Task item> Repeat every entry exactly. Do not include the pictures.

[Natural-language object grounding data]
-------------------------

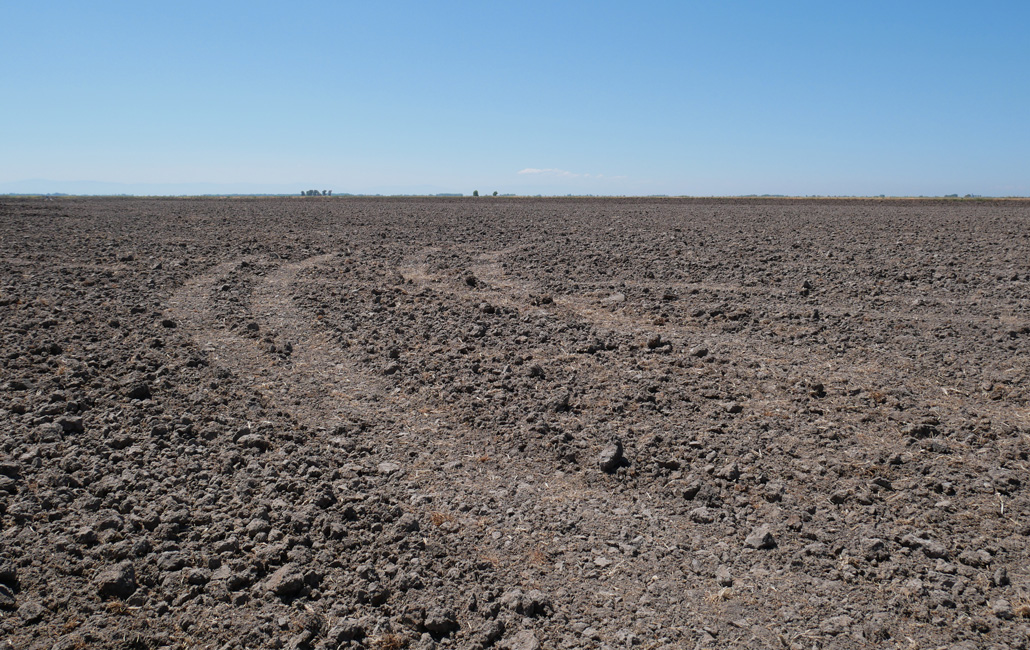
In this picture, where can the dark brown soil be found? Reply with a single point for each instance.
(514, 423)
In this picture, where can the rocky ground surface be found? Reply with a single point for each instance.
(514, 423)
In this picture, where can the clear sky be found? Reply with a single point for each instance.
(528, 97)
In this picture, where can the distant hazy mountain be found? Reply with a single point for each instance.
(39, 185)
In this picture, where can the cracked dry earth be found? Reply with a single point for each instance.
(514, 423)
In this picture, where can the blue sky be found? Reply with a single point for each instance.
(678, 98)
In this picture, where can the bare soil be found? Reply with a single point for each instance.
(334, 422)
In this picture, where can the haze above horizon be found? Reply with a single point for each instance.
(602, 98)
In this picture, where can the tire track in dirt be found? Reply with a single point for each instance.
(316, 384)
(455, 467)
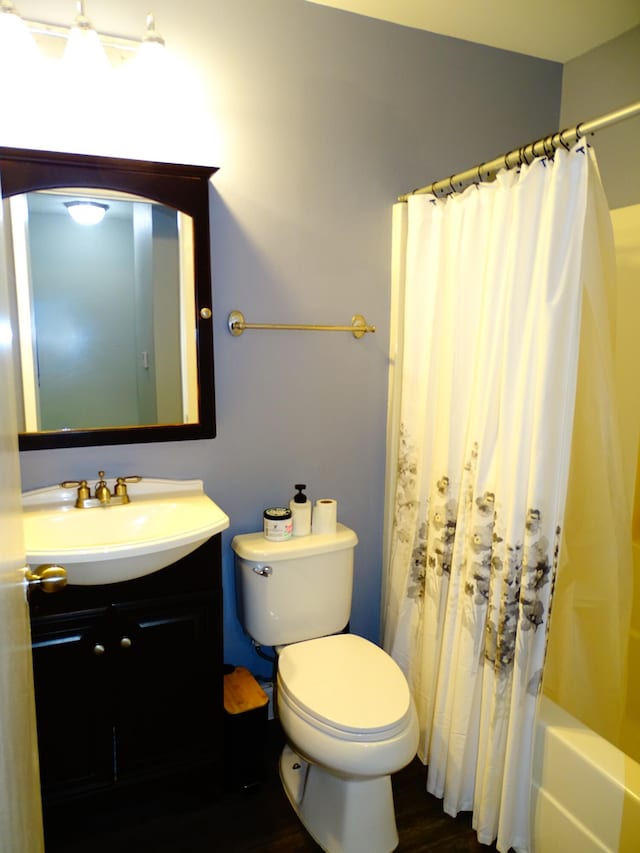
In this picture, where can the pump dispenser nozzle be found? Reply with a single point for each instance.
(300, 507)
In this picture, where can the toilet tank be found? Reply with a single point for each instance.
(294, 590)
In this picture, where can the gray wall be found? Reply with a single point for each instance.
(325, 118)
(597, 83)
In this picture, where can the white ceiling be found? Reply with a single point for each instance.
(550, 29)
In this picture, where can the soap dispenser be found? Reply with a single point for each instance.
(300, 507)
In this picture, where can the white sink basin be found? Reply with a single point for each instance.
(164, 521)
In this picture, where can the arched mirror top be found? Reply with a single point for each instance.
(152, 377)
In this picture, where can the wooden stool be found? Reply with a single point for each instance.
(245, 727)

-------------------------

Your solution>
In this picture, where can the dark brown soil be found? Reply with a single point for each instance.
(514, 423)
In this picture, where can the rocky ground surface be found? Reply with a single point for each instance.
(514, 423)
In this picture, where can the clear sky be found? Reply with a single point for each instance.
(528, 97)
In this picture, where can the distant hazy mountain be found? Reply with a single point for each instance.
(39, 185)
In this picture, where can the cracked dry earth be found? Reply with a single point for each instance.
(514, 423)
In this picture, where can the blue sky be found? Reply with a single point for each instance.
(678, 98)
In this picture, where can the bare soil be found? Reply with a single point for each instance.
(334, 422)
In this picture, where can the haze above horizon be found? Reply with a single point for each instance.
(602, 98)
In this picture, where can the tire track in dirt be found? Reply with a single point for each instance.
(316, 384)
(455, 467)
In this picture, where can the pump dispenser nozzle be found? Reply with a single point for each instance.
(300, 507)
In this picture, where can the toilet tank be found? Reply with a single point for each instance.
(294, 590)
In this picture, where can the gray wall be found? Reply with a single point for each instance.
(325, 118)
(597, 83)
In this picture, where can the white ceiling be found? Reply with a single point for each instance.
(550, 29)
In this picture, where can the soap dispenser be found? Reply with a single point for each instance.
(300, 507)
In this picture, where can the white sink basin be found? Reply with a single point for each instance.
(164, 521)
In this picture, where can the arched mirror top be found? Reply with a single point for each instance.
(152, 377)
In this picture, where can the wooden stool be found? Reply with a single point for each instance.
(245, 727)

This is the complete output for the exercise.